Wpisy do oznaczania konturów
++++++
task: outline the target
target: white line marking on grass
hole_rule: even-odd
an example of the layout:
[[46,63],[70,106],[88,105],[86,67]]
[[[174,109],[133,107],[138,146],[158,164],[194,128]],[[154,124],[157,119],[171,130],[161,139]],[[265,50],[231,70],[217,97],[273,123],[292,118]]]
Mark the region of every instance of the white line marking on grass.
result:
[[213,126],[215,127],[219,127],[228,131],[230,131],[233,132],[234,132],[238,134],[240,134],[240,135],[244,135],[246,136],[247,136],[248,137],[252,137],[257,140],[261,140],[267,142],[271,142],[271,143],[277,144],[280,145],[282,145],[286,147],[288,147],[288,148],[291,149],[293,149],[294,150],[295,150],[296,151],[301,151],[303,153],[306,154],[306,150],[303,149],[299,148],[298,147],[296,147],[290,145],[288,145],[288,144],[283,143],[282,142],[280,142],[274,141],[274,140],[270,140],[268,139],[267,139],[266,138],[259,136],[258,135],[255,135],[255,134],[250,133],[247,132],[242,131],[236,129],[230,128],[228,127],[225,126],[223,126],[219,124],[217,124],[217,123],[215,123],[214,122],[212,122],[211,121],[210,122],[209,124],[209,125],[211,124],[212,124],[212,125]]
++++++
◆ Zadanie ◆
Zredaguj wiersze powyżej tak, by każde wystąpienie „grass” zastąpić słowem „turf”, a wszystko inne pozostawić bez zmian.

◆ Odpowiedź ◆
task: outline the target
target: white line marking on turf
hole_rule: even-odd
an example of the layout:
[[46,63],[70,106],[88,105],[86,67]]
[[[174,109],[133,107],[138,146],[158,164],[194,128]],[[154,124],[157,119],[171,130],[161,139]],[[265,50],[231,70],[217,97],[273,123],[292,118]]]
Mark the region of every instance of the white line marking on turf.
result:
[[213,126],[215,127],[219,127],[228,131],[230,131],[233,132],[234,132],[238,134],[240,134],[240,135],[244,135],[246,136],[247,136],[248,137],[252,137],[257,140],[261,140],[267,142],[271,142],[271,143],[277,144],[280,145],[282,145],[286,147],[288,147],[288,148],[291,149],[293,149],[294,150],[295,150],[296,151],[301,151],[303,153],[306,154],[306,150],[303,149],[299,148],[298,147],[296,147],[290,145],[288,145],[288,144],[283,143],[282,142],[280,142],[274,141],[274,140],[270,140],[268,139],[267,139],[266,138],[259,136],[258,135],[255,135],[255,134],[250,133],[247,132],[242,131],[236,129],[230,128],[228,127],[225,126],[223,126],[219,124],[217,124],[217,123],[215,123],[214,122],[212,122],[211,121],[210,122],[209,124],[209,125],[211,124],[212,124],[212,125]]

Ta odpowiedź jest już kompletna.